*** Dataset entries ***
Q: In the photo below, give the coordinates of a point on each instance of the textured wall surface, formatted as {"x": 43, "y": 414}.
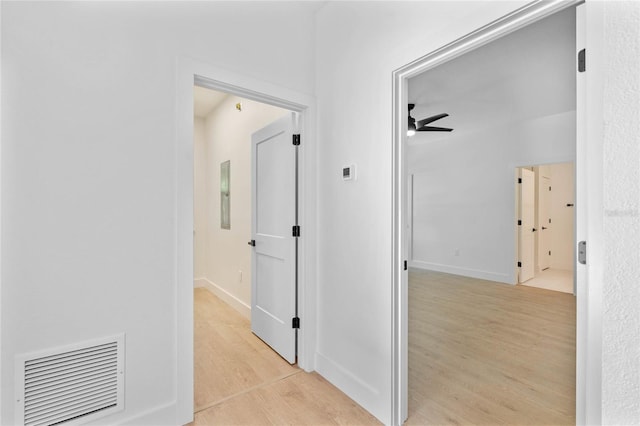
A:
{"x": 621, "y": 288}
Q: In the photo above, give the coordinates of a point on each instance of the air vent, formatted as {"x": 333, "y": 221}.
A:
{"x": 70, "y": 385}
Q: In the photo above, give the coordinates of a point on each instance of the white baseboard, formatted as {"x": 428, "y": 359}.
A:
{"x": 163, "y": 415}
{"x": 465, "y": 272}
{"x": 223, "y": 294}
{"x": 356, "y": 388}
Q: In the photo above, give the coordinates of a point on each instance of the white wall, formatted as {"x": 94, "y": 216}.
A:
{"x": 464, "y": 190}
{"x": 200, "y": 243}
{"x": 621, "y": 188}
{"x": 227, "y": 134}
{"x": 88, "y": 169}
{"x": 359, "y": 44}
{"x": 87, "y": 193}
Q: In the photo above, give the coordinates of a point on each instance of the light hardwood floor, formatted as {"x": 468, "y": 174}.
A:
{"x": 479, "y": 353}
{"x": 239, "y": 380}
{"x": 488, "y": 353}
***
*** Dataset entries ***
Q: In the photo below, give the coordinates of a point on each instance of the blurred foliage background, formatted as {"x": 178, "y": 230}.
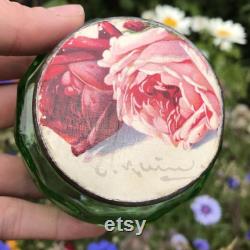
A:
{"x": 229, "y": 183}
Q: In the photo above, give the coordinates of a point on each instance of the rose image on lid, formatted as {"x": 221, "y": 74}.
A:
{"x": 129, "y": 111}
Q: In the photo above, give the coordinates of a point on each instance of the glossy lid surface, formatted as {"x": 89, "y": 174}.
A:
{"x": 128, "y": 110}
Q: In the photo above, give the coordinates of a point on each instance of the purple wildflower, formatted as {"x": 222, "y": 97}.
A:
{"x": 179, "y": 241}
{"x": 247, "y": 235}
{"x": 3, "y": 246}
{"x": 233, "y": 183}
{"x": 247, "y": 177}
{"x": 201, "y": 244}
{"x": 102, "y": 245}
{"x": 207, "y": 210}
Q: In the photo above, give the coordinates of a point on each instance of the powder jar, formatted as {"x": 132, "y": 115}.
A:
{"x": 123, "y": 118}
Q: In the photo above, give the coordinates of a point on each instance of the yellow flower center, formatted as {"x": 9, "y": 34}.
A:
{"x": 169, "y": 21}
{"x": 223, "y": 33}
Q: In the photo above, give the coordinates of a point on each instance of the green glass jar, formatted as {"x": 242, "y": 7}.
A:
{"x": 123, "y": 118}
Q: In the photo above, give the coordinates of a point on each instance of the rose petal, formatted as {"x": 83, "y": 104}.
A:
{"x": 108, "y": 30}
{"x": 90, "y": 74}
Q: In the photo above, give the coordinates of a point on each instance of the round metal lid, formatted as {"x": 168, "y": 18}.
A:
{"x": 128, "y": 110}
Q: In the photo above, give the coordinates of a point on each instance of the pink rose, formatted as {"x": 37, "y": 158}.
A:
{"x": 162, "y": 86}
***
- Your instructions
Search the entries for the string "surface". Copy every line that has it.

- Exercise output
Q: In the photo below, give the coordinates of a point on each instance of the textured wall surface, formatted as {"x": 43, "y": 414}.
Q: In the photo above, give the coordinates of a point on each instance of the glossy lid surface, formatted as {"x": 89, "y": 174}.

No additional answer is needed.